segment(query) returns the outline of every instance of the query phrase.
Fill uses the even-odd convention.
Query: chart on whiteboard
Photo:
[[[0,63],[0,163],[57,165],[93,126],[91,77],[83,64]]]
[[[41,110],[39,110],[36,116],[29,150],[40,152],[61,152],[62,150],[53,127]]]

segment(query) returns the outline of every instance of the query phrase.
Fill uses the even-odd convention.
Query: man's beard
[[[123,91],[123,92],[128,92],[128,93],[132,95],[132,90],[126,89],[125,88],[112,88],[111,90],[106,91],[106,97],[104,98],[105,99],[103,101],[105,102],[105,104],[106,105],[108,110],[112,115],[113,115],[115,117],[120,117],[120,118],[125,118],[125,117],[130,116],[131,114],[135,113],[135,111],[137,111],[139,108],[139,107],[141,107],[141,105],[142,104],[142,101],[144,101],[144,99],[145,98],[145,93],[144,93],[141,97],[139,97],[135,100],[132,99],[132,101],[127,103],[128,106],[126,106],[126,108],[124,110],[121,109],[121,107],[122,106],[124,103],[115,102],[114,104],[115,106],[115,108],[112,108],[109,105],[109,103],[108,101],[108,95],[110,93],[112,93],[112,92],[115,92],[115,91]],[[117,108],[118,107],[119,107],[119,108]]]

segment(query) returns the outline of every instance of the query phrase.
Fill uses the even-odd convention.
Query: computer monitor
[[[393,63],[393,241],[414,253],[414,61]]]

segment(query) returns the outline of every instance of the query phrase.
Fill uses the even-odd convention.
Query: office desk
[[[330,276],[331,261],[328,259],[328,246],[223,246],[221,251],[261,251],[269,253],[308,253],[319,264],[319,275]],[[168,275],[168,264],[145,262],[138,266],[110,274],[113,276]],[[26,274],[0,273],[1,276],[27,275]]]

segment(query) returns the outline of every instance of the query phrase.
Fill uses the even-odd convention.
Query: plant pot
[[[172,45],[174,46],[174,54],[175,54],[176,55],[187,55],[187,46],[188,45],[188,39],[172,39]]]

● ● ● ●

*Task prompt*.
Reproduce all of the records above word for word, keeping their order and line breaks unchanged.

*Answer to the problem*.
segment(query) returns the outline of every instance of the query phrase.
Fill uses the even-odd convention.
Query: chart on whiteboard
Photo:
[[[0,63],[0,163],[57,165],[93,126],[91,77],[83,64]]]
[[[41,110],[39,110],[36,116],[29,150],[40,152],[61,152],[62,150],[53,127]]]

segment(query) returns the outline of every instance of the query phrase.
Fill uses the even-odd convention.
Query: man's beard
[[[123,91],[123,92],[128,92],[128,93],[132,95],[132,90],[126,89],[125,88],[112,88],[111,90],[106,91],[106,97],[104,98],[105,99],[103,101],[105,102],[105,104],[106,105],[108,110],[112,115],[113,115],[115,117],[120,117],[120,118],[125,118],[125,117],[130,116],[131,114],[135,113],[135,111],[137,111],[139,108],[139,107],[141,107],[141,105],[142,104],[142,101],[144,101],[144,99],[145,98],[145,93],[144,93],[141,97],[139,97],[135,100],[132,99],[132,101],[127,103],[128,106],[126,106],[126,108],[124,110],[121,109],[121,107],[122,106],[124,103],[115,102],[114,104],[115,106],[115,108],[112,108],[109,105],[109,103],[108,101],[108,95],[110,93],[112,93],[112,92],[115,92],[115,91]],[[117,108],[118,107],[119,107],[119,108]]]

segment(query) returns the outline of every instance of the query phrase.
Fill uses the even-odd convention.
Query: computer monitor
[[[393,63],[393,241],[414,253],[414,61]]]

segment(query) returns the outline of every instance of the query phrase.
Fill uses the even-odd convention.
Query: office desk
[[[330,276],[331,261],[328,259],[328,246],[223,246],[221,251],[261,251],[269,253],[308,253],[319,264],[319,275]],[[168,275],[168,264],[145,262],[138,266],[110,274],[113,276]],[[26,274],[0,273],[1,276],[27,275]]]

segment(query) returns the outline of every instance of the query phrase.
Fill uses the even-odd convention.
Query: plant pot
[[[172,45],[174,46],[174,54],[175,54],[176,55],[187,55],[187,46],[188,45],[188,39],[172,39]]]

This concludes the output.